__Text passage__
Syrians living under Temporary Protected Status in the United States will know by Tuesday whether the Trump administration is extending those protections or canceling them, as it has done with three other countries in recent months.

The decision, due by January 30, will affect some 6,000 Syrians.

The TPS designation allows some nationals of countries facing natural disasters or extreme violence to remain in the U.S. and work legally.

Since it does not lead to permanent residency or citizenship, TPS beneficiaries who lose the status are subject to deportation — in this case, back to Syria, where civil war rages into a seventh year.

In 2016, the last time TPS was redesignated for Syria, U.S. Citizenship and Immigration Services cited the continuing armed conflict, which meant that “the return of Syrian nationals to Syria would pose a serious threat to their personal safety.”

Syria is one of the more recent additions to the list of TPS countries. The country was designated worthy of TPS in 2012, before the rise of Islamic State violence. With the extremist group forced out of its de facto capital last year, “the country will now enter a new dangerous and pivotal phase, as the government continues to wage war to retake the country from opposition forces,” according to a January report by the Catholic Legal Immigration Network, a non-profit group that provides legal services to immigrants.

__Extracted entries__
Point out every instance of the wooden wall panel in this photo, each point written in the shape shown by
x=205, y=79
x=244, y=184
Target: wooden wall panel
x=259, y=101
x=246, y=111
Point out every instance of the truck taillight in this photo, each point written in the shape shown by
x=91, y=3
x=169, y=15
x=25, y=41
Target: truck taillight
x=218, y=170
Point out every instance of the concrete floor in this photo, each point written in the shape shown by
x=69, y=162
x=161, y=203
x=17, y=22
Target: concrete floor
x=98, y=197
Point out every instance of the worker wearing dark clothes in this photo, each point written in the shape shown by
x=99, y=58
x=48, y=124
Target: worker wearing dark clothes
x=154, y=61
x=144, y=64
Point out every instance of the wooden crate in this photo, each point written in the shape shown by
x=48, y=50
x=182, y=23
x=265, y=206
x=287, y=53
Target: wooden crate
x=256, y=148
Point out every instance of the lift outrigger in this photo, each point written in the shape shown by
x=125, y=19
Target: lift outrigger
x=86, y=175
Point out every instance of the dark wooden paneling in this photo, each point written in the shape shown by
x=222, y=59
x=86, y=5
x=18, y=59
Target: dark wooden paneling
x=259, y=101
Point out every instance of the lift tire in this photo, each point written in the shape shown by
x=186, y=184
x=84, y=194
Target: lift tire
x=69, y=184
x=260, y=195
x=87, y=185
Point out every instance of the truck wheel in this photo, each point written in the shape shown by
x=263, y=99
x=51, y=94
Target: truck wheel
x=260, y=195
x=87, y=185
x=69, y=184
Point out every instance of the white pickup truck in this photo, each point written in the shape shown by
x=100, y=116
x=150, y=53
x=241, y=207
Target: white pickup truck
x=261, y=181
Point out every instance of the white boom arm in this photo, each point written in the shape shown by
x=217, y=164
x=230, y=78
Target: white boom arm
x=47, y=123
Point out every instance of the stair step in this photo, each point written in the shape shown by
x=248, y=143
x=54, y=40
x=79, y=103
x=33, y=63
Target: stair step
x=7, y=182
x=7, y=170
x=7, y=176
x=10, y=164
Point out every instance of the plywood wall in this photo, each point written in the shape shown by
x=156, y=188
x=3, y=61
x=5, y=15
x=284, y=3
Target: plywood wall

__Task list__
1. In the passage on Temporary Protected Status for Syrians, in what year was Syria first designated for TPS?
2. Proceed with the article on Temporary Protected Status for Syrians, picking up after its final sentence.

__Numbered responses__
1. Syria was first designated for TPS in 2012.

2.
“In all, Syria remains unstable, destroyed and wholly unsafe for the return of Syrian TPS holders at this time.”

More than 50 national security and foreign policy experts signed a letter last week, asking Department of Homeland Security Secretary Kirstjen Nielsen and Secretary of State Rex Tillerson to extend TPS for Syria. The signers argued that it is not just a humanitarian matter, but also one of national security.

“Our allies look to the United States for leadership,” their letter said. “We have an opportunity to demonstrate that the safety and security of the people of Syria remains a primary objective of the U.S. approach. Ensuring those currently out of harm’s way can safely remain in the United States, rather than face imminent danger, is critical to showing our allies we embrace this mission.”

The Trump administration has cancelled TPS for four countries, most recently El Salvador, affecting almost 200,000 people. Announcements for Honduras, Nepal, Somalia and Yemen are expected later this year.